***** Extrait du texte *****

Si la végétation est trop dense autour du tronc, elle s’accapare l’essentiel de l’eau qui du coup ne parvient qu’en quantité insuffisante aux racines de l’arbre. Ces mêmes racines peuvent aussi avoir du mal à se frayer un chemin dans le sous-sol parisien très encombré par toutes les canalisations et autres galeries du métro. En ce moment on voit beaucoup se développer des arrangements floraux au pied des arbres, mais sachez que si le niveau de la terre est remontée pour accueillir ces nouvelles plantations, jusqu’à enterrer le collet de l’arbre, cela peut le faire mourir.

Toute agression sur le tronc endommage les vaisseaux conducteurs et interrompt la circulation de la sève. Ces blessures constituent la porte d’entrée à de nombreux micro-organismes capables d’entraîner la mort de l’arbre (photos : Les Montparnos, juillet 2021)

*****

- **Marche à suivre**:
Recopiez sans rien changer le passage du texte sur la santé des arbres allant de « Toute agression sur » jusqu'à « Montparnos, juillet 2021) ».

***** Données affichées *****

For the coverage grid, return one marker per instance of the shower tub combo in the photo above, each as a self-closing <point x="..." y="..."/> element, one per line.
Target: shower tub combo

*****

- **Tâche accomplie**:
Toute agression sur le tronc endommage les vaisseaux conducteurs et interrompt la circulation de la sève. Ces blessures constituent la porte d’entrée à de nombreux micro-organismes capables d’entraîner la mort de l’arbre (photos : Les Montparnos, juillet 2021)